**Tekst**

Dlaczego Świadkowie Jehowy zniechęcają do Wyższego Wykształcenia?

Co Świadkowie Jehowy sądzą o Wyższym Wykształceniu

„Nauczyciele, pedagodzy szkolni i inne osoby, mogą cię zachęcać do zdobycia wyższego wykształcenia i robienia kariery zawodowej. Jednak Jehowa radzi, żebyś obrał inny kierunek.”

Strażnica grudzień 2018 roku s.19

„Ktoś może jednak argumentować, że nie każdy, kto idzie na wyższe studia, traci wiarę chrześcijańską bądź umiera wskutek przedawkowania narkotyków. To prawda. Niektórzy absolwenci stają się wartościowymi, pracowitymi członkami zboru chrześcijańskiego. Pomyśl jednak, czytelniku, że nie każde dziecko bawiące się na ruchliwej ulicy ginie pod kołami przejeżdżających samochodów. Część z nich dorasta bez doznania szwanku. Ale czy z tego powodu pozwolisz dzieciom bawić się na takiej ruchliwej ulicy?”
Strażnica Rok CIV [1983] Nr 17 s. 19

Dlaczego Świadkowie Jehowy zniechęcają do Wyższego Wykształcenia

„Wszelkim świeckim karierom wkrótce będzie położony kres. Po co więc nasza młodzież miałaby dzisiaj interesować się „wyższymi studiami” i przygotowywać się do przyszłości, która się wcale nie urzeczywistni? Wyższe uczelnie i tak już stoją na krawędzi chaosu. Najważniejsze wiadomości potrzebne w życiu można zdobyć pilną nauką w szkole średniej, a ponadto Jehowa przez swoją organizację udostępnia nam najwyższe wykształcenie, przygotowujące do radosnego pełnienia pełnoczasowej służby Bożej, która będzie trwała bez końca.

Strażnica 1972 (XCIII) numer 19 s. 11

„Jednakże Szatan, mistrz zwodzenia, sprawił, że zabieganie o wyższe wykształcenie staje się dla chrześcijan pułapką (2 Kor. 11:14). Wielu młodych zdobywających wyższe wykształcenie odpadło od wiary lub uwikłało się w niemoralność. „Walka o wiarę” jest szczególnie trudna, gdy ktoś rezygnuje z pozytywnego wpływu, jaki wywierał na niego dom i zbór, i dostaje się pod wpływ środowiska akademickiego (Judy 3). Oprócz narażenia na złe towarzystwo, wyższe wykształcenie często podkopuje wiarę w Jehowę Boga i Biblię.”

**Dostarczone dane**
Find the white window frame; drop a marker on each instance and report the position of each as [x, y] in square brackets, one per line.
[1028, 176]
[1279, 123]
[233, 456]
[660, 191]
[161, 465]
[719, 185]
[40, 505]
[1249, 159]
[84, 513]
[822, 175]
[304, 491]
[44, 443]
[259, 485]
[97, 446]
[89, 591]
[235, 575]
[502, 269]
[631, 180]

**Zadanie pisemne 1**
Zredaguj fragment tekstu o wyższym wykształceniu od słów „Strażnica Rok CIV” aż do słów „trwała bez końca.” włącznie, wstawiając „Uniwersytety” w miejsce „Wyższe uczelnie”.
**Zadanie pisemne 2**
Przekształć wszystkie rekordy w dwukolumnowy plik CSV z kolumnami „zadanie” i „wartość”, przeznaczając jeden wiersz na każdy rekord i podając w nim jego treść oraz odpowiedź. Każdą z nich umieść w jednym polu ujętym w cudzysłów, a podziały wierszy zamień na spacje.
Tekst i rekordy to dwa odrębne materiały.

**Oczekiwany wynik 1**
Strażnica Rok CIV [1983] Nr 17 s. 19

Dlaczego Świadkowie Jehowy zniechęcają do Wyższego Wykształcenia

„Wszelkim świeckim karierom wkrótce będzie położony kres. Po co więc nasza młodzież miałaby dzisiaj interesować się „wyższymi studiami” i przygotowywać się do przyszłości, która się wcale nie urzeczywistni? Uniwersytety i tak już stoją na krawędzi chaosu. Najważniejsze wiadomości potrzebne w życiu można zdobyć pilną nauką w szkole średniej, a ponadto Jehowa przez swoją organizację udostępnia nam najwyższe wykształcenie, przygotowujące do radosnego pełnienia pełnoczasowej służby Bożej, która będzie trwała bez końca.

**Oczekiwany wynik 2**
zadanie,wartość
"Find the white window frame; drop a marker on each instance and report the position of each as [x, y] in square brackets, one per line.","[1028, 176] [1279, 123] [233, 456] [660, 191] [161, 465] [719, 185] [40, 505] [1249, 159] [84, 513] [822, 175] [304, 491] [44, 443] [259, 485] [97, 446] [89, 591] [235, 575] [502, 269] [631, 180]"